Exercise description: Write out every entry below again, line for line, without changing anything.

Input for this task:
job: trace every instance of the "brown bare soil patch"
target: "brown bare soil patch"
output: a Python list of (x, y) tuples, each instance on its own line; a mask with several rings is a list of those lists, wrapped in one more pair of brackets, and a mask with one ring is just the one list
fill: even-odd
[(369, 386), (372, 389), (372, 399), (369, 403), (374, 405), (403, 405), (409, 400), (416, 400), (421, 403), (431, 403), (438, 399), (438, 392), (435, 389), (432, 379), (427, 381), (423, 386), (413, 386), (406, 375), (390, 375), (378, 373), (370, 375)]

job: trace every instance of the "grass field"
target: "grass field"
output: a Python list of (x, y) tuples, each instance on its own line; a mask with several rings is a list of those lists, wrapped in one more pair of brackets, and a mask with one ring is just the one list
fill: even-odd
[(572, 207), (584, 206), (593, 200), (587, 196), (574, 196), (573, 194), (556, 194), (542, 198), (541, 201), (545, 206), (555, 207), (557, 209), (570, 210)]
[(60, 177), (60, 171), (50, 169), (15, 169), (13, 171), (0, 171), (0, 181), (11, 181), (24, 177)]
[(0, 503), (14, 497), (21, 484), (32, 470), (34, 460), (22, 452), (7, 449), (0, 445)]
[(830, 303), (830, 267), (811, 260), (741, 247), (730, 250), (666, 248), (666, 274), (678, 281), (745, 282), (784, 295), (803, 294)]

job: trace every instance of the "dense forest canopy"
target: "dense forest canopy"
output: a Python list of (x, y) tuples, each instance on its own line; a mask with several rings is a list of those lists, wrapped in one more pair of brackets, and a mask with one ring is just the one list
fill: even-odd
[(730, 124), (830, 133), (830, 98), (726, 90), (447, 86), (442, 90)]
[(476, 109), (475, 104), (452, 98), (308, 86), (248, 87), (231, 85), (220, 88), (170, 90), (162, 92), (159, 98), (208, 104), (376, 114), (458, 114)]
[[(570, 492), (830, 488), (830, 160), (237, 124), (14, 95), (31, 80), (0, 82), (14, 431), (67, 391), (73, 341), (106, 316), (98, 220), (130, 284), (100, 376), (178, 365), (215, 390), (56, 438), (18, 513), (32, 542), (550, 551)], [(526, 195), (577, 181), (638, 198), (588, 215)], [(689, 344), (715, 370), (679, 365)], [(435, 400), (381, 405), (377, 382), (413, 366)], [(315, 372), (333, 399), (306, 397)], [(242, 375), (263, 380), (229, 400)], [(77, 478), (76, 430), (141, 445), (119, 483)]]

Response to this exercise:
job: trace every instance of the "brown bare soil patch"
target: "brown bare soil patch"
output: a Python list of (x, y) tuples, each instance on its own line; a mask with several rings is a list of those lists, wrapped in one more pair of brackets, and a mask with one ring is just the one list
fill: even-odd
[(369, 386), (372, 389), (372, 399), (369, 403), (374, 405), (403, 405), (409, 400), (416, 400), (421, 403), (431, 403), (438, 399), (438, 392), (435, 389), (432, 379), (427, 381), (423, 386), (413, 386), (406, 375), (390, 375), (378, 373), (370, 375)]

job: trace every instance of the "grass field"
target: "grass field"
output: a Python list of (x, y) tuples, each instance on its own line; a mask with several rings is a list of those lists, wrapped in one more pair of brackets, and a mask with one ring is just the one list
fill: even-odd
[(572, 207), (584, 206), (593, 200), (587, 196), (574, 196), (573, 194), (556, 194), (542, 198), (541, 201), (545, 206), (555, 207), (557, 209), (570, 210)]
[(60, 177), (60, 171), (50, 169), (15, 169), (13, 171), (0, 171), (0, 181), (11, 181), (24, 177)]
[(0, 503), (14, 497), (21, 484), (32, 470), (34, 460), (22, 452), (7, 449), (0, 445)]
[(830, 303), (830, 267), (811, 260), (741, 247), (730, 250), (666, 248), (666, 274), (678, 281), (745, 282), (784, 295), (803, 294)]

job: trace every instance of the "dense forest canopy"
target: "dense forest canopy"
output: a Python list of (x, y) tuples, each instance on its own line; a mask with several rings is a list of those lists, wrapped in one more pair of brackets, and a mask with one ring is just the one list
fill: even-odd
[(730, 124), (830, 133), (830, 98), (726, 90), (447, 86), (442, 90)]
[(476, 109), (475, 104), (452, 98), (308, 86), (248, 87), (231, 85), (220, 88), (170, 90), (162, 92), (159, 98), (208, 104), (376, 114), (458, 114)]
[[(570, 492), (830, 488), (830, 160), (237, 124), (14, 95), (31, 80), (0, 82), (14, 431), (67, 391), (73, 341), (106, 316), (98, 220), (130, 284), (100, 376), (178, 365), (215, 390), (56, 438), (18, 513), (32, 542), (550, 551)], [(526, 195), (577, 181), (638, 198), (588, 215)], [(689, 344), (715, 370), (679, 365)], [(435, 400), (381, 405), (377, 382), (413, 366)], [(315, 372), (333, 399), (306, 397)], [(242, 375), (263, 380), (229, 400)], [(77, 478), (76, 430), (141, 445), (119, 483)]]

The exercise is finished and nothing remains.